▶ _What is required_: Which lines of the material below contain the string “curved”? Filter them out and copy each one.

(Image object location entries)
━━━

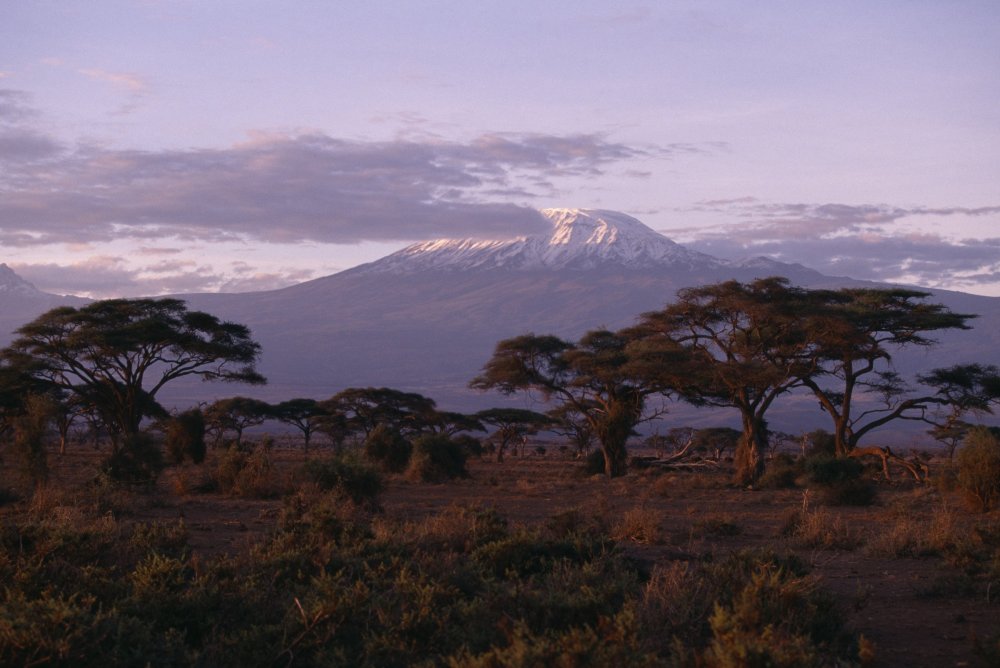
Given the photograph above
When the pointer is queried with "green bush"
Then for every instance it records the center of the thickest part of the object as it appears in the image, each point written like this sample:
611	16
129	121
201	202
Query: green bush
437	458
348	477
245	474
781	473
979	466
839	480
184	437
386	448
137	460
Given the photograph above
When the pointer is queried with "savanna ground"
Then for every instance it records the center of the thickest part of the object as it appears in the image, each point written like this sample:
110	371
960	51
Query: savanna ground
915	574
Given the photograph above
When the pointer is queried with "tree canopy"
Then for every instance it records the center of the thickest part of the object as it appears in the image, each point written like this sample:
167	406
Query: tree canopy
602	377
747	345
116	355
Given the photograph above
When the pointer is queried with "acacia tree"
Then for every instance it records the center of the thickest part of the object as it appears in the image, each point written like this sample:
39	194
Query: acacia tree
513	425
747	345
117	354
364	408
568	422
856	335
236	414
304	414
601	377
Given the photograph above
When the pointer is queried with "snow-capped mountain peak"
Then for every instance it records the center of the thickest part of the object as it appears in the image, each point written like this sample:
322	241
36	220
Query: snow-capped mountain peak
12	284
580	239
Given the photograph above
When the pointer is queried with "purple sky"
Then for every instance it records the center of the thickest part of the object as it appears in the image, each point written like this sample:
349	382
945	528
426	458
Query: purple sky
171	146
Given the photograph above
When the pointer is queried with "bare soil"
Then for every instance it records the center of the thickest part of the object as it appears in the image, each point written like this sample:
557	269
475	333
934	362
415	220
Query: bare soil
917	611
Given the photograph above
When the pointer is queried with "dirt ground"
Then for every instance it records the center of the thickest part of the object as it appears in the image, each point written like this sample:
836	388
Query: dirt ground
917	611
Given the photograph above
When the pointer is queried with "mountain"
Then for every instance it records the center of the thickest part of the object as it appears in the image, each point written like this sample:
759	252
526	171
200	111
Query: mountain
21	302
427	317
580	240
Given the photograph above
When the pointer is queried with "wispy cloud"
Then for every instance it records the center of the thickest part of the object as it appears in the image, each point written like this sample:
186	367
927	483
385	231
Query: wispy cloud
873	241
134	86
306	187
111	276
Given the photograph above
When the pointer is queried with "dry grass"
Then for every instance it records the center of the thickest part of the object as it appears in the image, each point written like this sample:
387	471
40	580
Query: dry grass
640	525
821	528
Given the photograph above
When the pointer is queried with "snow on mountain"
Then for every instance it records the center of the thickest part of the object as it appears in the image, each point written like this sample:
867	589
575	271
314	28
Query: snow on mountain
13	285
580	239
21	302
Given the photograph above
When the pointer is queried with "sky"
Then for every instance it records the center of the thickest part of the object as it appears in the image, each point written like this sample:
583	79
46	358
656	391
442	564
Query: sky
153	146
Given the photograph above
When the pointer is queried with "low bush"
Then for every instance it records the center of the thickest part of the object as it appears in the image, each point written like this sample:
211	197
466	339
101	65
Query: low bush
246	474
639	525
330	587
978	463
386	448
137	460
839	480
437	458
184	436
781	472
348	477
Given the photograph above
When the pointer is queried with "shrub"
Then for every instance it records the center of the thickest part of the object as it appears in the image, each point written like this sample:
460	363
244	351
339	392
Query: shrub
30	430
436	458
348	477
820	442
245	474
137	460
593	463
472	446
781	473
839	480
979	467
184	437
386	448
639	525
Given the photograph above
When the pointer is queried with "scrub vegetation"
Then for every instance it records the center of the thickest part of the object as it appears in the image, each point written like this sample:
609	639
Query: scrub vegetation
387	532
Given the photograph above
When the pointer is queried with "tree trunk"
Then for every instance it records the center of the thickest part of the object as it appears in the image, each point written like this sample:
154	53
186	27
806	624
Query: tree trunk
615	459
749	458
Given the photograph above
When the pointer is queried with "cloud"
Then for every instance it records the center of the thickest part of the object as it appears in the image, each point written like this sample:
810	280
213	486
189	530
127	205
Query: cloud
19	142
111	276
15	106
127	80
307	187
871	241
132	84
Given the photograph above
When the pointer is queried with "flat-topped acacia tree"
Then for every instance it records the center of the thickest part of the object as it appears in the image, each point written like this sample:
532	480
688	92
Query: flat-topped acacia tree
117	355
602	378
748	343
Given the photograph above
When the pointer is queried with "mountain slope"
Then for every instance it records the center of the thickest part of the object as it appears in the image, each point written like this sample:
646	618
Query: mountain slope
21	302
426	318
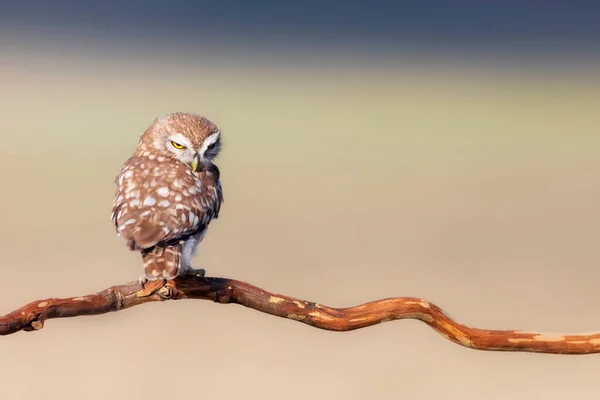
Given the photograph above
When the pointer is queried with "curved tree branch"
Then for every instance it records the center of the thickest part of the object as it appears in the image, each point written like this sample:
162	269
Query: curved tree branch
32	316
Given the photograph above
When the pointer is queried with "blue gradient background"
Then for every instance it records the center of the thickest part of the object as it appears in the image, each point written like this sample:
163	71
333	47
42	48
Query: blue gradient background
371	149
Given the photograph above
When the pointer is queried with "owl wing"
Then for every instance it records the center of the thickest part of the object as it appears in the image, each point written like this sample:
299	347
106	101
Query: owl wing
163	202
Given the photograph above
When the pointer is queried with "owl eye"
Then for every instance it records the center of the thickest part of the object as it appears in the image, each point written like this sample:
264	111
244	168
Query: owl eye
177	145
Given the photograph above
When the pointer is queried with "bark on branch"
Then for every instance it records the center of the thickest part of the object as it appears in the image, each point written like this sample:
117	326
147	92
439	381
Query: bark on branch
32	316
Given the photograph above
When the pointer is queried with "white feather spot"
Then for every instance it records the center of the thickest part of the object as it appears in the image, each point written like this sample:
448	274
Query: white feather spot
163	191
128	222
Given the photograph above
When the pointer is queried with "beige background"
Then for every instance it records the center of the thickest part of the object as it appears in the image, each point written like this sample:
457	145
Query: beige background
476	188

━━━

▶ _Answer to this exercise_:
When the pointer is queried with "curved tree branch"
Query: curved tree branch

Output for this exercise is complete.